**What is expected**
Take each line of the data that contains the string "door" and copy it.

Records contained in a dataset:
- - -

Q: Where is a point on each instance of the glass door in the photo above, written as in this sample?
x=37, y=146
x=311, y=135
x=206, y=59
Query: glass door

- - -

**Answer box**
Q: Where is a point on each instance of the glass door in the photo above, written as in this sample?
Query: glass door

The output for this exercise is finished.